* DESCRIPTION OF THE TASK *
Rewrite the rows from the line with "Sports vision module: track the wooden oar" up to and including the line with "[174,809,603,1024]", changing "Sports vision module" to "Sports tracking module" and leaving everything else as it is.

* RECORDS PROVIDED *
════════════════════

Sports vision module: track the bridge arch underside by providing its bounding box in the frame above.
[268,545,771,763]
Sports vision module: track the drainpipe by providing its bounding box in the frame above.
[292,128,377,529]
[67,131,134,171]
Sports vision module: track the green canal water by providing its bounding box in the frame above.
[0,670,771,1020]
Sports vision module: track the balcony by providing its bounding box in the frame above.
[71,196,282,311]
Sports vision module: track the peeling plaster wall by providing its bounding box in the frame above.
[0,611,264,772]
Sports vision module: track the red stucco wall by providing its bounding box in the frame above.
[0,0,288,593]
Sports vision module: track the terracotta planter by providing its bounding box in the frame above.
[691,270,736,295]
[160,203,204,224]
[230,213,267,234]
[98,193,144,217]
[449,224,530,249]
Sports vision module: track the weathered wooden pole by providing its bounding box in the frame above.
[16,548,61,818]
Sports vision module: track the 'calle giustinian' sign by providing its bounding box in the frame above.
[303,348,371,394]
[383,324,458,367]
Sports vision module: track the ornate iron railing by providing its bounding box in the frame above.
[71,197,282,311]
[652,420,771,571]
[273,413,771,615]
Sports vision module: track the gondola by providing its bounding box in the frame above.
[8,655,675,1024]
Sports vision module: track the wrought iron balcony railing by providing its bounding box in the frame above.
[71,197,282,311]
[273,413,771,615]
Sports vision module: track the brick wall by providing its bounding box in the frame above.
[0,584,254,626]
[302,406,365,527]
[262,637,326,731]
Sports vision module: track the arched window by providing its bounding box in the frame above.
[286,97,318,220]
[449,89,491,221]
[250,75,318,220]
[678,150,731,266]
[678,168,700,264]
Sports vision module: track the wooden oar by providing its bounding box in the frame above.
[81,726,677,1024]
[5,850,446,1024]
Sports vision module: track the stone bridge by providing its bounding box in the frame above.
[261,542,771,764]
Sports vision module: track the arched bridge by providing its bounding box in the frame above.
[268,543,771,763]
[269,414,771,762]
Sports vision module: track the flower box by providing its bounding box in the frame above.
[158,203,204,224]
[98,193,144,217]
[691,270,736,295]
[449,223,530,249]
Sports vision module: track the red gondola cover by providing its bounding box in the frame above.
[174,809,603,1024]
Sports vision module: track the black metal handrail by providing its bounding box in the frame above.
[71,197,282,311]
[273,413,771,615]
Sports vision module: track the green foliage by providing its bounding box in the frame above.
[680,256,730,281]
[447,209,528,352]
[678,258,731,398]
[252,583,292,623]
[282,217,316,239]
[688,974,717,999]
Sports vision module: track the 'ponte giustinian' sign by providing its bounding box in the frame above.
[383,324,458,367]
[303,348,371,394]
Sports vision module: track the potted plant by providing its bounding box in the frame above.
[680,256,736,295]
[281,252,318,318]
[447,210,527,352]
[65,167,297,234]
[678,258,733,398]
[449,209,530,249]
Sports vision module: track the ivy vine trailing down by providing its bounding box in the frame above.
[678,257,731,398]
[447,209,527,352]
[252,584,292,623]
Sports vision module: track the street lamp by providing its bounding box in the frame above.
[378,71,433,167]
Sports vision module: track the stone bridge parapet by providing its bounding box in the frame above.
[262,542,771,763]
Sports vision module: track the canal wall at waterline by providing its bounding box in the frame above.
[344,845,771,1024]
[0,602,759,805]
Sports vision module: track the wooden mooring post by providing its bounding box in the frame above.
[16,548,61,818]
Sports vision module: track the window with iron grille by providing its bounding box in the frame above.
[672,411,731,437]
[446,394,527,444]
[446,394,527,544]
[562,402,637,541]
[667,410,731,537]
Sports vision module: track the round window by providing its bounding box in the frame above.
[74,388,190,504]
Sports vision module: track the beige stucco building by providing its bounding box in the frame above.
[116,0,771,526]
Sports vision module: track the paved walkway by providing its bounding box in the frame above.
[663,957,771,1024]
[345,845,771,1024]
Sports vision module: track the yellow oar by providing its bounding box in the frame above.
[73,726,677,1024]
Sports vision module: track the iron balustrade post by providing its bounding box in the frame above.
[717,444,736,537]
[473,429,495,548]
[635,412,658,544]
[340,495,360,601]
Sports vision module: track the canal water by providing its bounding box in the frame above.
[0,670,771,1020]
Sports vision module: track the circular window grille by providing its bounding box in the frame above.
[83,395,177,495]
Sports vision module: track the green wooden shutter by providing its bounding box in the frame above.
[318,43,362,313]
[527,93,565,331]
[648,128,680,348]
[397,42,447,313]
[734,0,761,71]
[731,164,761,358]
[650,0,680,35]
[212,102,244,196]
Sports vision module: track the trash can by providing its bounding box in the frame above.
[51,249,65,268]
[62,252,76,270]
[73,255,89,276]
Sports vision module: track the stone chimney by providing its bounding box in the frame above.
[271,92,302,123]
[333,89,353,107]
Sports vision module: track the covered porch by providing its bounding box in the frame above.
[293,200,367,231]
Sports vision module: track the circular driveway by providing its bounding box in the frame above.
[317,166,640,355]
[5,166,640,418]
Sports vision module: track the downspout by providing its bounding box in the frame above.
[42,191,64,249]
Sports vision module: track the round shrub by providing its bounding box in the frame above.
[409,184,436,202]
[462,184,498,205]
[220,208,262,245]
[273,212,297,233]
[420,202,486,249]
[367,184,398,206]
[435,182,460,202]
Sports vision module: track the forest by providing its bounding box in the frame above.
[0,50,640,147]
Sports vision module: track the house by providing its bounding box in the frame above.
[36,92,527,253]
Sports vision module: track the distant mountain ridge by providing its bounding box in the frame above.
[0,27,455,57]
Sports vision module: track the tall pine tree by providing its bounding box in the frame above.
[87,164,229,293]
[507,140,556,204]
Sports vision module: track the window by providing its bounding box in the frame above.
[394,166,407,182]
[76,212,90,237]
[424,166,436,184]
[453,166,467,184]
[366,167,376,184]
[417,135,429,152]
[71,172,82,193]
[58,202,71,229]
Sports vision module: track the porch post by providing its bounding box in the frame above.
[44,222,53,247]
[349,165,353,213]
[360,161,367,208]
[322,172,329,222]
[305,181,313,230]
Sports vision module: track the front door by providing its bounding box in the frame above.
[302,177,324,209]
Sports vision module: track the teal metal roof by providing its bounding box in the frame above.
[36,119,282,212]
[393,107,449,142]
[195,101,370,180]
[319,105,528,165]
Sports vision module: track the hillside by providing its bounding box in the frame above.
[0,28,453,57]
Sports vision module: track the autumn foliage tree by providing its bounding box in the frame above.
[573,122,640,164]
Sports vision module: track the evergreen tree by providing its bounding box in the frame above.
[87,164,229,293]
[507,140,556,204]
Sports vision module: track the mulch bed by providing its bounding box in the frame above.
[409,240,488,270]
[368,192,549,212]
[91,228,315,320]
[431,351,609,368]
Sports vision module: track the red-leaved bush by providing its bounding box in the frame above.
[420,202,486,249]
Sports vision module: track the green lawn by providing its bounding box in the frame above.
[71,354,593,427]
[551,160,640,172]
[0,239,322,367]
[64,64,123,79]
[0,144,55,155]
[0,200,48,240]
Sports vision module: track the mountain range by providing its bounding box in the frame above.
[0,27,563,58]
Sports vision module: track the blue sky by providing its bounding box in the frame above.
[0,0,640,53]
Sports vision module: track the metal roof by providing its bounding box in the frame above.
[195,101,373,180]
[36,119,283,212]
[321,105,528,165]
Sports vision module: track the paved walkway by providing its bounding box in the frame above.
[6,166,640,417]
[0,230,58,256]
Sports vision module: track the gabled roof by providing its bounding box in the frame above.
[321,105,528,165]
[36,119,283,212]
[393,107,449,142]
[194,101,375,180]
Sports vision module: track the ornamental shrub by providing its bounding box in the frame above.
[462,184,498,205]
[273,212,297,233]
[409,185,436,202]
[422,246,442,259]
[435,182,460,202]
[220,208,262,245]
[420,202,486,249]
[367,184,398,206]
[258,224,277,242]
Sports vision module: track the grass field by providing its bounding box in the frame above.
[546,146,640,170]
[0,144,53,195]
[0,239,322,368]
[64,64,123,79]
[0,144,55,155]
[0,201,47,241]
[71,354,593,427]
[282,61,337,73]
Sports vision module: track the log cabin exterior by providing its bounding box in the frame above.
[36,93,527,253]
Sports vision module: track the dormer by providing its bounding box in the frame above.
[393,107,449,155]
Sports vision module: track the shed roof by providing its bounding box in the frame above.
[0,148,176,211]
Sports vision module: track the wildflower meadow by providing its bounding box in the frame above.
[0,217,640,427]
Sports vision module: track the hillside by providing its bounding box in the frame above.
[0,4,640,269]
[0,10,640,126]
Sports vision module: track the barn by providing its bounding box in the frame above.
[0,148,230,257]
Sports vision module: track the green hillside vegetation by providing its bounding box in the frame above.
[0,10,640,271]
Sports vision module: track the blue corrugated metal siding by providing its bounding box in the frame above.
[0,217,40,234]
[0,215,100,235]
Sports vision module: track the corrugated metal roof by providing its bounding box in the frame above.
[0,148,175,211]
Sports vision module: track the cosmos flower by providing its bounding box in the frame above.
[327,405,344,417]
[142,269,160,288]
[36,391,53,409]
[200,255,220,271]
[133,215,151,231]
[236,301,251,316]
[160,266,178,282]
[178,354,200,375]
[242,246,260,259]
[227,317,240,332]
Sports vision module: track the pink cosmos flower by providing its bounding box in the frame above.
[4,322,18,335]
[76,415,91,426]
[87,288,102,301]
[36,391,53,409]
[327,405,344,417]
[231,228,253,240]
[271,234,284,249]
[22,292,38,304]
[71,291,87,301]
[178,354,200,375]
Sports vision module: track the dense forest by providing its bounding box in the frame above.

════════════════════

* TASK RESPONSE *
Sports tracking module: track the wooden oar by providing its bounding box in the frame above.
[81,726,677,1024]
[5,850,446,1024]
Sports tracking module: track the stone bridge by providing its bounding box in the frame above.
[261,542,771,764]
Sports tracking module: track the arched bridge by providing its bounding box in the frame above.
[268,543,771,763]
[269,414,771,762]
Sports tracking module: track the flower box by providing its bounding box in the frame above.
[158,203,204,224]
[98,193,144,217]
[691,270,736,295]
[449,223,530,249]
Sports tracking module: track the red gondola cover by providing its bounding box in the frame above.
[174,809,603,1024]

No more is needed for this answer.